◆ DOCUMENT SECTION
Taking the long view, we can apply the study of philosophy to enhance our problem-solving capabilities through projects that have the potential to span generations. We must deeply analyze concepts, definitions, arguments, and problems to increase our capacity to organize information, deal with questions of value, and understand what is essential. The neurodivergent friends I’ve made along the way are highly capable in these areas. I’d go so far as to say that we’re all a little bit neurodivergent — made so as we adapt to digital input, globalization, climate change, and technology as a whole.
A neurodivergent person exists in constant evaluation of their place in the universe because science and society say that their experience and worldview are “atypical” to those of a normal person.
Ram Dass recently and inadvertently declared autism as natural enlightenment. Indeed, it does seem as though secrets of the universe and the keys to understanding our evolution as humans are held within the brilliant minds of the autistic and neurodivergent, which highlight differences in social preferences and ways of learning, communicating, and perceiving our environments.
Neurodiversity offers enhanced capabilities, including pattern recognition, analytical thinking, deep focus, enhanced memory, heightened sensory awareness, creativity, and visual processing skills. Neurodivergent people help us look at the world from unique and beautiful perspectives.

◆ RECORDS
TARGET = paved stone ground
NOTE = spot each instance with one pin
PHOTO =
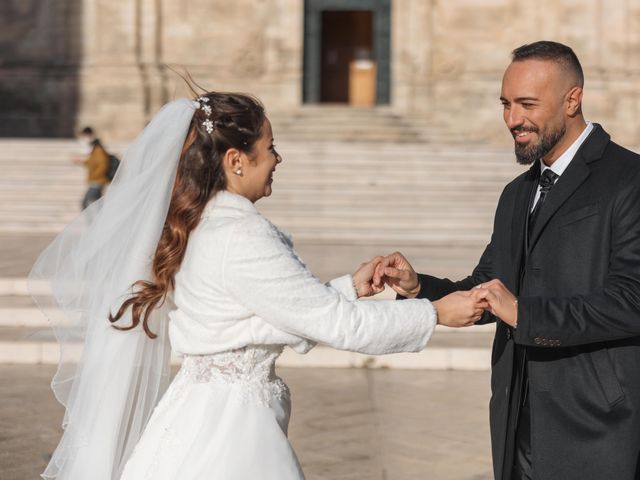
(326, 261)
(347, 424)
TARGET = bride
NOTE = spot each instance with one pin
(177, 256)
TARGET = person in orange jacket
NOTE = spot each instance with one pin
(97, 164)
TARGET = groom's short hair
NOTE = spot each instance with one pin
(552, 51)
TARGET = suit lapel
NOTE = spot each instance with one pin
(521, 205)
(575, 174)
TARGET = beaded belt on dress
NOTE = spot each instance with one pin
(252, 368)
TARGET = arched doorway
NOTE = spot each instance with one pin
(347, 50)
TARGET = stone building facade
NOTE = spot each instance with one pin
(66, 63)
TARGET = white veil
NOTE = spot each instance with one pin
(110, 380)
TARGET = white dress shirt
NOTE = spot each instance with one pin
(560, 165)
(241, 283)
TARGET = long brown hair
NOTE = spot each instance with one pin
(237, 123)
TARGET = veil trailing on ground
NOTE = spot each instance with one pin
(110, 380)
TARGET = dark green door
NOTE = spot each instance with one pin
(329, 40)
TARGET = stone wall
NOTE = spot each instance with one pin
(65, 63)
(40, 49)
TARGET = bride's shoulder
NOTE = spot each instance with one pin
(249, 227)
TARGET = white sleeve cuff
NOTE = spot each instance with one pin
(344, 285)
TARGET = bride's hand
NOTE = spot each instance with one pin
(461, 309)
(363, 278)
(396, 271)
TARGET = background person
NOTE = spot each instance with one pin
(97, 165)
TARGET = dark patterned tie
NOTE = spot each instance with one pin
(547, 179)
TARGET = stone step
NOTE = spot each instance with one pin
(25, 338)
(466, 350)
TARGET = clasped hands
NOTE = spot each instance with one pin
(458, 309)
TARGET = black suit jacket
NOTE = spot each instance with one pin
(578, 288)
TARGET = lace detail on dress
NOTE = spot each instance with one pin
(251, 369)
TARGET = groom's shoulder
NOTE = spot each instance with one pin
(515, 183)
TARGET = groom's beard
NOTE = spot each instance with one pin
(529, 153)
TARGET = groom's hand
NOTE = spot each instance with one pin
(396, 271)
(363, 278)
(461, 309)
(502, 303)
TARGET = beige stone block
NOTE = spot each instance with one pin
(22, 317)
(20, 352)
(469, 359)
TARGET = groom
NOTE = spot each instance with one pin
(562, 277)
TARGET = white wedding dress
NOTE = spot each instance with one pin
(241, 295)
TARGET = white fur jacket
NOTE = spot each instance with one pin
(241, 283)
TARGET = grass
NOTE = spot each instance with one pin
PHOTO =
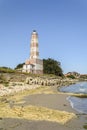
(85, 126)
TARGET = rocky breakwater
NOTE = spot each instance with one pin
(32, 83)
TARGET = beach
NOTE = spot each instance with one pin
(45, 97)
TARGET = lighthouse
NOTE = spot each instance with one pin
(34, 64)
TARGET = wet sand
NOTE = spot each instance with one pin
(53, 101)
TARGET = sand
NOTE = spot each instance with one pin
(54, 101)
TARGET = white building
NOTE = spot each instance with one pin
(33, 64)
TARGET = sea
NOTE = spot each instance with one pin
(77, 103)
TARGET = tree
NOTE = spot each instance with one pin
(51, 66)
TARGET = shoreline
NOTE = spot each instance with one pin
(47, 97)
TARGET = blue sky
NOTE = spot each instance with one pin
(61, 26)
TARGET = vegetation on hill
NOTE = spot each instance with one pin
(51, 66)
(6, 70)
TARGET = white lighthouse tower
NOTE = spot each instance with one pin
(34, 64)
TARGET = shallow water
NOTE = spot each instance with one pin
(79, 104)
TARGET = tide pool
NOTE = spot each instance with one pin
(78, 103)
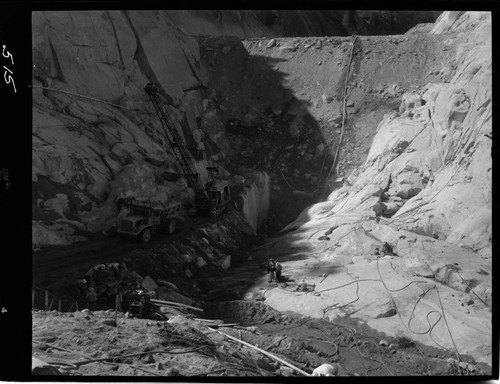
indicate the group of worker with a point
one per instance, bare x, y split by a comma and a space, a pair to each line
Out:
273, 270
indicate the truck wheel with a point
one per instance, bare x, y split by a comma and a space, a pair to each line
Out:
146, 235
171, 226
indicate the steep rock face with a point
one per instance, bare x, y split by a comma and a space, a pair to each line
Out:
425, 190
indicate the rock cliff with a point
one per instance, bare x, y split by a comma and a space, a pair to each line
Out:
416, 211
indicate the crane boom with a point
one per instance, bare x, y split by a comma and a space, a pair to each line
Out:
176, 143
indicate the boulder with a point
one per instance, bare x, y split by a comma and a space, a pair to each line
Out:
326, 370
200, 262
40, 367
149, 284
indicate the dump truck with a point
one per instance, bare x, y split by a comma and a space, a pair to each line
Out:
146, 218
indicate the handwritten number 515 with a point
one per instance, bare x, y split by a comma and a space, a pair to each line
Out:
7, 74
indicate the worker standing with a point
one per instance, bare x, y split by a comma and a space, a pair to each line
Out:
278, 272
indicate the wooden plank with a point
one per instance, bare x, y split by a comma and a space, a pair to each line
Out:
175, 304
263, 352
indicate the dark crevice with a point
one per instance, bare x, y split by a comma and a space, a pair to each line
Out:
116, 38
193, 71
59, 73
142, 61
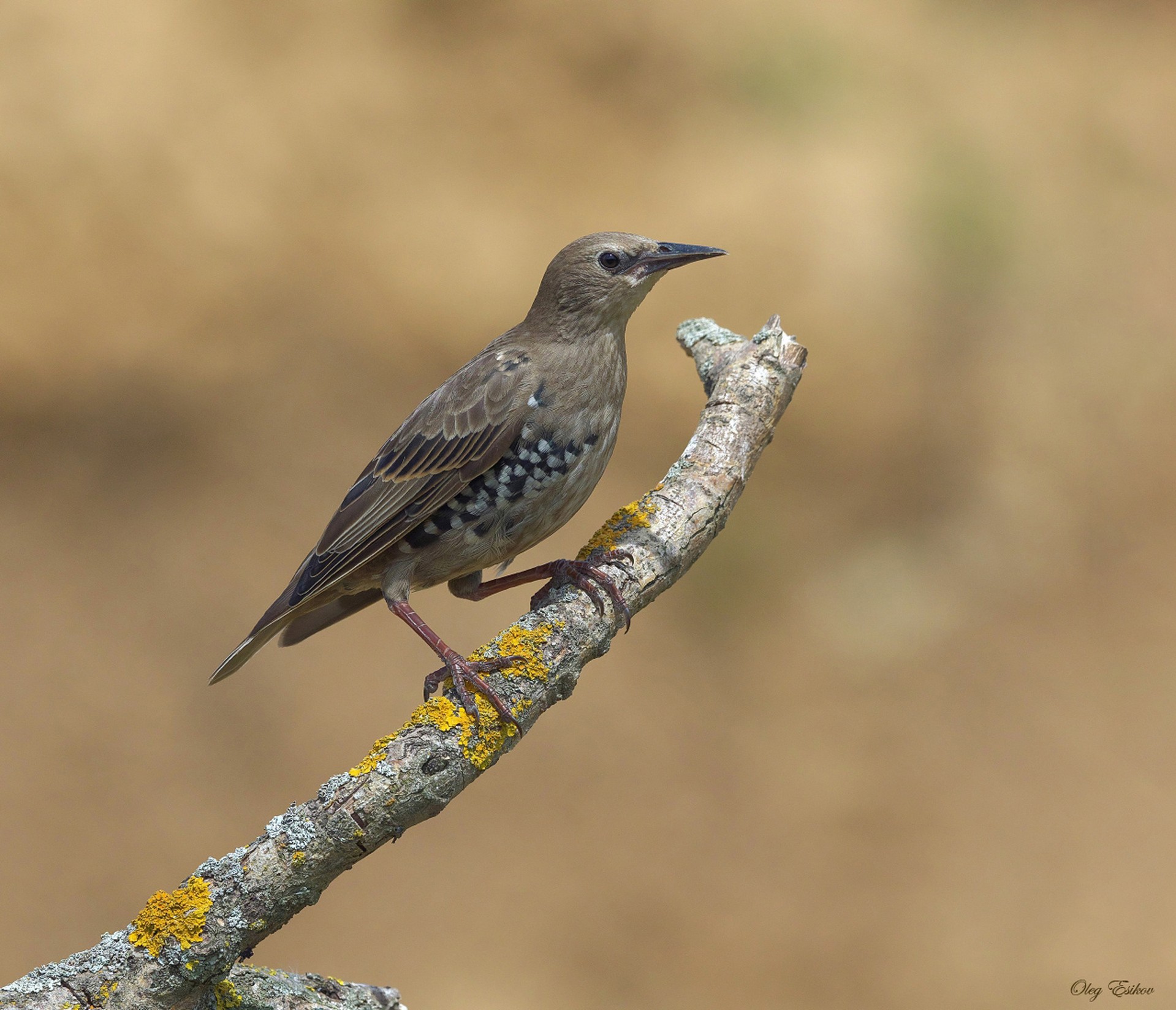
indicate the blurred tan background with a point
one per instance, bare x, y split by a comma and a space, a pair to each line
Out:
902, 739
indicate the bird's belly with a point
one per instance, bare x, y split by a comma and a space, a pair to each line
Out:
528, 495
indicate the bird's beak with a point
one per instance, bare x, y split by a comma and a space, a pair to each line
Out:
672, 254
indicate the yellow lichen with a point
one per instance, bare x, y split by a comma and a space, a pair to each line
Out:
479, 742
632, 517
377, 753
179, 914
227, 997
527, 644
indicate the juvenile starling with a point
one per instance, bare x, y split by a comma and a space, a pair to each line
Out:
495, 460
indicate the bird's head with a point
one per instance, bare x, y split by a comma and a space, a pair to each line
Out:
601, 279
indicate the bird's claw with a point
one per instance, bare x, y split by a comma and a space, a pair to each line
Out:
587, 577
464, 673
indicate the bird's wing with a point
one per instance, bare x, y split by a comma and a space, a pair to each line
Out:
457, 433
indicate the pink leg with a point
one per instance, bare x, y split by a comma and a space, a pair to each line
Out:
585, 575
461, 670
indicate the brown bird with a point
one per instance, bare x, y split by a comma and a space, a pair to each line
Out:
495, 460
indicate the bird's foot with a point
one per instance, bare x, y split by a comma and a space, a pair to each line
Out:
588, 577
466, 674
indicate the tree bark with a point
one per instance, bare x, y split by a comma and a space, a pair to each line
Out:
184, 948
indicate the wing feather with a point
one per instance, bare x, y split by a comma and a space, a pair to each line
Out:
457, 433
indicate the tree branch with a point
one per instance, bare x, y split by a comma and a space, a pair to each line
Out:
183, 949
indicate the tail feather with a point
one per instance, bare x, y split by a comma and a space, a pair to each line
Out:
311, 623
244, 653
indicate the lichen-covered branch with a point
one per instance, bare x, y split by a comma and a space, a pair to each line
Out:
184, 948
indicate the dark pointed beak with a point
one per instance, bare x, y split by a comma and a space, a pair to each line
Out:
672, 254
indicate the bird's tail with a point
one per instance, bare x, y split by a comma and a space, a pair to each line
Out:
244, 653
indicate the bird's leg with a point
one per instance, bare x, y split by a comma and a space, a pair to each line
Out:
461, 670
585, 575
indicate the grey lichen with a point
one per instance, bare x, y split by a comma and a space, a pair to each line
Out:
299, 832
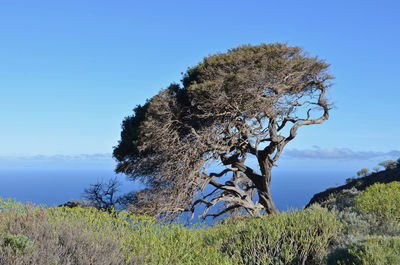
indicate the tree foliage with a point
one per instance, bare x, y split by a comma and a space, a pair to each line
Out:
247, 102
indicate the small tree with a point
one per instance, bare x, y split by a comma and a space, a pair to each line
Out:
103, 195
376, 169
248, 102
363, 172
388, 164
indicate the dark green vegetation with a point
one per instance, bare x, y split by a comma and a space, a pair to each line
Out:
351, 227
249, 101
31, 235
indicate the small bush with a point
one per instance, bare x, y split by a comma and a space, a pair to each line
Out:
287, 238
18, 244
381, 200
63, 235
370, 250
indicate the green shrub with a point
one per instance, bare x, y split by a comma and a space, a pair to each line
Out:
381, 200
370, 250
18, 244
64, 235
287, 238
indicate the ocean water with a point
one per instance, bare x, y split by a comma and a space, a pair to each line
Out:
290, 189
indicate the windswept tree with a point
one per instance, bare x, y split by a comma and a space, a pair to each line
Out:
233, 108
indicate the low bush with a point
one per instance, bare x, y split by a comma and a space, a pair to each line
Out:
381, 200
287, 238
63, 235
370, 250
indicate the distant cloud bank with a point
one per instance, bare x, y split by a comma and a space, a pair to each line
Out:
58, 161
337, 153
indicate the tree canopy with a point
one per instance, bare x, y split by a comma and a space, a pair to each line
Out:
232, 108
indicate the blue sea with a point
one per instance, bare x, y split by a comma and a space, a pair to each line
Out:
290, 189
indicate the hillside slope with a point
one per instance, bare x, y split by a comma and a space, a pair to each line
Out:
385, 176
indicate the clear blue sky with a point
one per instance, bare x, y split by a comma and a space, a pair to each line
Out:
70, 71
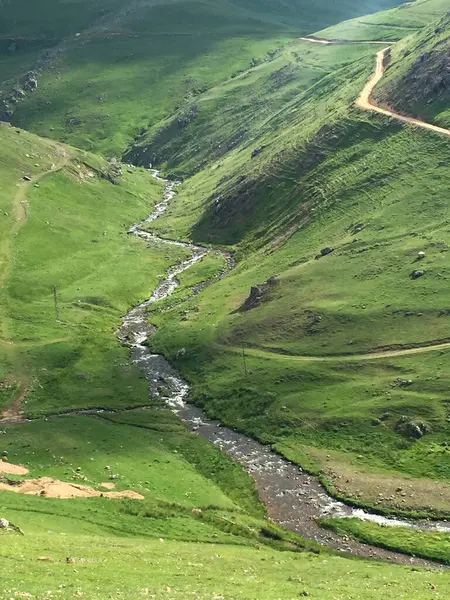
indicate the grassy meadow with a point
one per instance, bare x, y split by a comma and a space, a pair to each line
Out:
341, 366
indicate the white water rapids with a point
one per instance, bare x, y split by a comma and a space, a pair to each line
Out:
293, 498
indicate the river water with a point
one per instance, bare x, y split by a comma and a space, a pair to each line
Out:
293, 498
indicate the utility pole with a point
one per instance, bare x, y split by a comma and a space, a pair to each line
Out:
55, 297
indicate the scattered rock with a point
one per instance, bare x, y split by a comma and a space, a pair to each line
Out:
324, 252
258, 294
411, 429
257, 151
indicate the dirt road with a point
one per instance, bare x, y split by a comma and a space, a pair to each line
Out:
268, 354
366, 102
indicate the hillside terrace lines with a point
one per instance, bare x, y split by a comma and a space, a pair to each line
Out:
266, 353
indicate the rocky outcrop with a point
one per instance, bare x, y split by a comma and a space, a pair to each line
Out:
258, 294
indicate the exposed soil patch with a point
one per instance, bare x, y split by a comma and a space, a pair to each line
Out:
108, 485
53, 488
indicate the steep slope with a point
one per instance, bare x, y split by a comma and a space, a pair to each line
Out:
417, 79
324, 376
116, 70
64, 227
328, 339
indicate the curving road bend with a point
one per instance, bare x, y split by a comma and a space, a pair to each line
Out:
366, 102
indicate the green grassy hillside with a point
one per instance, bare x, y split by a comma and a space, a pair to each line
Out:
115, 71
338, 356
393, 24
319, 385
66, 228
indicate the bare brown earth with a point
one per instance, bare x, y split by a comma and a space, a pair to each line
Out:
366, 102
53, 488
11, 469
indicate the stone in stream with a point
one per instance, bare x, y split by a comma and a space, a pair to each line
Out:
324, 252
417, 274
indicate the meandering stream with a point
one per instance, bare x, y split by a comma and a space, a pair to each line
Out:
293, 498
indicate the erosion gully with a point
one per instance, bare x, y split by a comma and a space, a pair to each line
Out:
293, 498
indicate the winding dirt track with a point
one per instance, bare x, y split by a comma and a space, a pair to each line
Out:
366, 102
261, 353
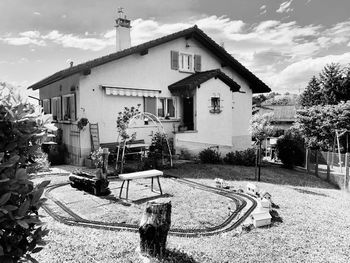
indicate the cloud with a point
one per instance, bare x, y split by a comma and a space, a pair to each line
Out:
296, 75
263, 10
271, 49
30, 34
285, 7
73, 41
21, 41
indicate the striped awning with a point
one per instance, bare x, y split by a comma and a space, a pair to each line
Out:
117, 91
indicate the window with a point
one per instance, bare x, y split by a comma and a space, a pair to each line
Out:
68, 107
186, 62
56, 108
166, 108
46, 106
215, 104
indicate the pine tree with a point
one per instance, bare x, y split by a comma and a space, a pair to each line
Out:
331, 81
312, 95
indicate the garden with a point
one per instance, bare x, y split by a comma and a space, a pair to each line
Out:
44, 219
314, 227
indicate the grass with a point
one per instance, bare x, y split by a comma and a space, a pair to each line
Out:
316, 226
190, 207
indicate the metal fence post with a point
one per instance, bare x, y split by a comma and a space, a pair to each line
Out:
346, 181
316, 163
307, 160
328, 166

◆ PROBLEM STATEMENT
Copy the passage on neurodiversity between "Taking the long" and "as a whole.", inclusive, substituting "centuries" for "generations". The items on this page come from a separate source.

◆ TASK SOLUTION
Taking the long view, we can apply the study of philosophy to enhance our problem-solving capabilities through projects that have the potential to span centuries. We must deeply analyze concepts, definitions, arguments, and problems to increase our capacity to organize information, deal with questions of value, and understand what is essential. The neurodivergent friends I’ve made along the way are highly capable in these areas. I’d go so far as to say that we’re all a little bit neurodivergent — made so as we adapt to digital input, globalization, climate change, and technology as a whole.